**Task material:**
*** Begin section ***

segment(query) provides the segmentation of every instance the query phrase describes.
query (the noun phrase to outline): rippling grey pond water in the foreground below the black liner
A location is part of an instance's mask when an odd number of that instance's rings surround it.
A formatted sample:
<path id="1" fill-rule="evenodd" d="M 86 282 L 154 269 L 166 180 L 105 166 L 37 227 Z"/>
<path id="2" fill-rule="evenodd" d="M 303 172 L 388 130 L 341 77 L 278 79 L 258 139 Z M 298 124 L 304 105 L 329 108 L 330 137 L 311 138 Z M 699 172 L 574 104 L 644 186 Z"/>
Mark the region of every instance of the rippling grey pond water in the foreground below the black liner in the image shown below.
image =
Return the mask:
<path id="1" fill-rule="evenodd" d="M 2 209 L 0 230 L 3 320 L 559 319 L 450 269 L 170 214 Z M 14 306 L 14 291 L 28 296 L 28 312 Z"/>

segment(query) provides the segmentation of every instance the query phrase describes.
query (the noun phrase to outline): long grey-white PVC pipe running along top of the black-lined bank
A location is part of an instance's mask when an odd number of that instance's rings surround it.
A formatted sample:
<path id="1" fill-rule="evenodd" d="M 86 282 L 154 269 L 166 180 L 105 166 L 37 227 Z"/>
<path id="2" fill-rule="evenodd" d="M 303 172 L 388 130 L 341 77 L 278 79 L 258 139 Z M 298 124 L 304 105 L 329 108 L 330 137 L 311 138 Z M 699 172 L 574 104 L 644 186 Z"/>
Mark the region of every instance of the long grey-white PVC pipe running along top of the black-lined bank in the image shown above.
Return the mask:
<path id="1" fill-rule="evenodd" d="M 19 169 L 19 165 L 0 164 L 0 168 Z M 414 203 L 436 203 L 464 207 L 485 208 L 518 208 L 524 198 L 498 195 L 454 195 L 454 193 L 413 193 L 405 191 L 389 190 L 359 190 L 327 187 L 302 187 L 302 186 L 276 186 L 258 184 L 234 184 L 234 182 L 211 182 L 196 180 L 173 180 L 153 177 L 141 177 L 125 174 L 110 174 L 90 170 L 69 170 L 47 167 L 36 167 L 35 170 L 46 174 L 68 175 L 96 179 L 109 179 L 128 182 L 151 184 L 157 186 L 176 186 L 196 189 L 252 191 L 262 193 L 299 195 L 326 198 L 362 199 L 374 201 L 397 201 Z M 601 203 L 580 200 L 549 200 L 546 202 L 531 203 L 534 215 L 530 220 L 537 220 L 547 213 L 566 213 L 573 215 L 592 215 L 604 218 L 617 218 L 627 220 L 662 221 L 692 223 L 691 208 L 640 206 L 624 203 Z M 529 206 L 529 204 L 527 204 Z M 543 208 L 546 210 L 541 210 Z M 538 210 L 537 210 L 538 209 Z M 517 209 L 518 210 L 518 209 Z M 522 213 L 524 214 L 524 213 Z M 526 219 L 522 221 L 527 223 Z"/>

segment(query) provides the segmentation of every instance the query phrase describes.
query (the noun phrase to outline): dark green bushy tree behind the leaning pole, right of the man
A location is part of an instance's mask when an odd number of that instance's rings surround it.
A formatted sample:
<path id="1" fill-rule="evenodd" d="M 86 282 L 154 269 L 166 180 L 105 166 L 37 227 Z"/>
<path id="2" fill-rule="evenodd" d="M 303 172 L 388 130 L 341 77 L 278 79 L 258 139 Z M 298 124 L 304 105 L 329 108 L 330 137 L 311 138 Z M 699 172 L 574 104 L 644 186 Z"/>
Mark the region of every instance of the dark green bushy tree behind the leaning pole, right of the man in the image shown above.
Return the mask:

*** End section ***

Starting with the line with "query (the noun phrase to outline): long" above and going on through the line with "Mark the region of every instance of the long", transcribe every line exactly, both ends included, and add nothing.

query (the noun phrase to outline): long grey-white PVC pipe running along top of the black-lined bank
A location is part of an instance's mask when an odd number of that instance's rings surround it.
A formatted sample:
<path id="1" fill-rule="evenodd" d="M 86 282 L 154 269 L 166 180 L 105 166 L 37 227 Z"/>
<path id="2" fill-rule="evenodd" d="M 303 172 L 388 130 L 341 77 L 278 79 L 258 139 Z M 298 124 L 304 105 L 329 108 L 330 137 L 311 138 Z M 699 172 L 574 104 L 644 186 Z"/>
Mark the region of every instance of the long grey-white PVC pipe running along top of the black-lined bank in the image shown above.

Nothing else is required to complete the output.